EXERCISE TASK |
Reproduce only the lines from the line containing "Category: gray hair" to the end of the entries below, including both of those lines.

** Begin STORED ROWS **

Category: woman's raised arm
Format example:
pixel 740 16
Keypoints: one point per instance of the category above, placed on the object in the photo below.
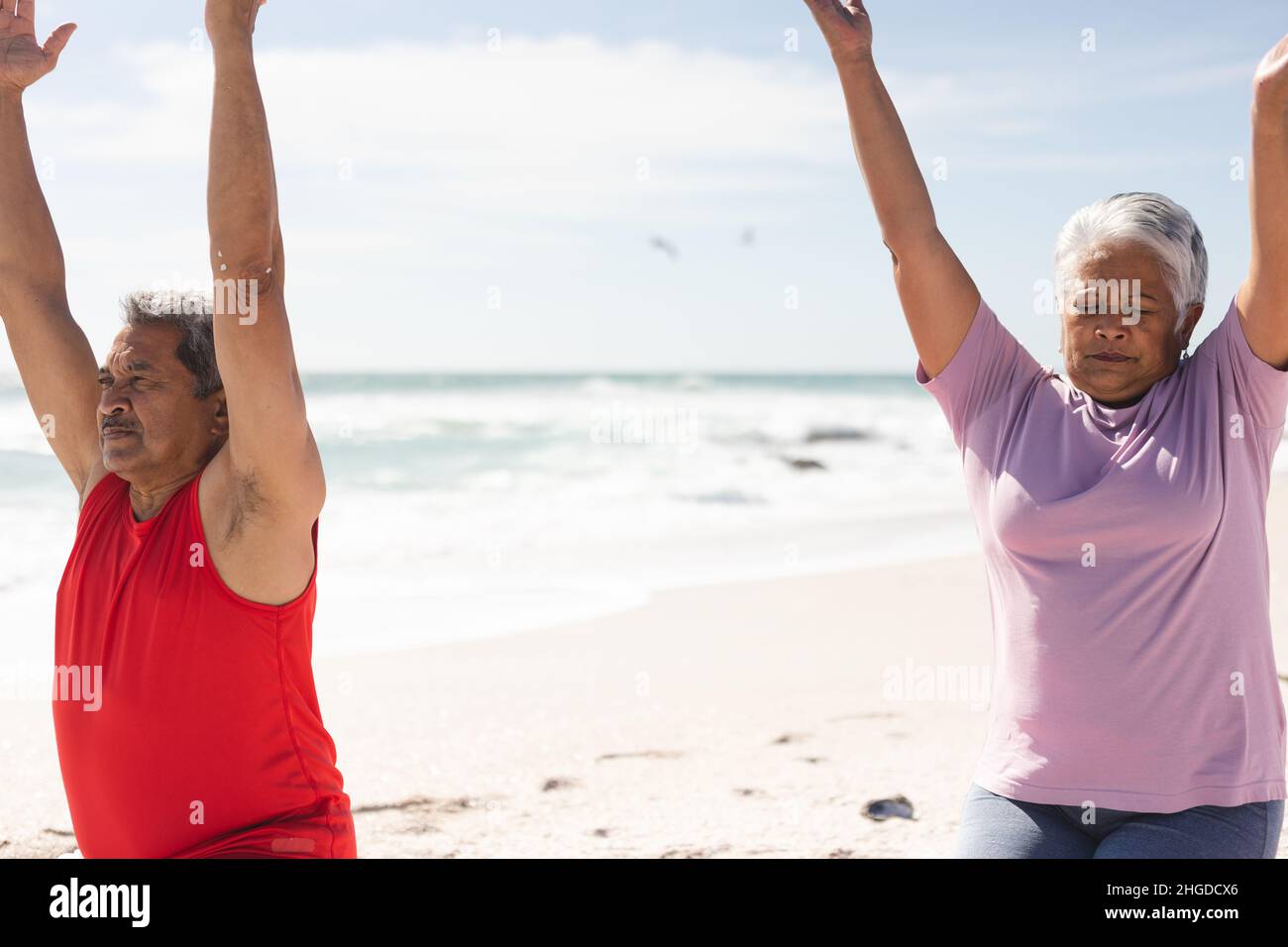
pixel 939 299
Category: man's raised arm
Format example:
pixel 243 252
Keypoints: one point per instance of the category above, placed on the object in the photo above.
pixel 53 356
pixel 270 446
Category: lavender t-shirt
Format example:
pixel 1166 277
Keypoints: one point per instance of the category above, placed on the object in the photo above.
pixel 1127 573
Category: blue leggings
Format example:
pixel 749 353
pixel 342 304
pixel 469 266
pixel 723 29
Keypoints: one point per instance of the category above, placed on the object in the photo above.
pixel 995 826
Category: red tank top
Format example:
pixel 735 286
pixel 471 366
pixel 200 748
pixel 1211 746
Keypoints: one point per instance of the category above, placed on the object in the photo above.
pixel 206 740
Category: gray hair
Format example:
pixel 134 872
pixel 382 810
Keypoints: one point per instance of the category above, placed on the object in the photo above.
pixel 192 313
pixel 1147 219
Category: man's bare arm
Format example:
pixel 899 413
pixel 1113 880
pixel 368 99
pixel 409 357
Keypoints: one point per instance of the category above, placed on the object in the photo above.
pixel 939 299
pixel 270 445
pixel 53 355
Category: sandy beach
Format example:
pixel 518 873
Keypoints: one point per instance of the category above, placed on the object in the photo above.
pixel 737 720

** End STORED ROWS **

SOLUTION FOR THIS PROBLEM |
Category: gray hair
Format example:
pixel 134 872
pixel 382 810
Keypoints: one point per instance of the category above, placed on the object in the photo above.
pixel 192 313
pixel 1147 219
Category: man's bare arm
Format example:
pixel 899 413
pixel 1113 880
pixel 368 99
pixel 409 357
Keypoints: one point per instance of the category above, placed on the object in the photo above.
pixel 939 299
pixel 270 445
pixel 53 355
Category: sandy beach
Format example:
pixel 518 873
Keypoints: one point per instance of the category above, placed on the object in the photo above.
pixel 737 720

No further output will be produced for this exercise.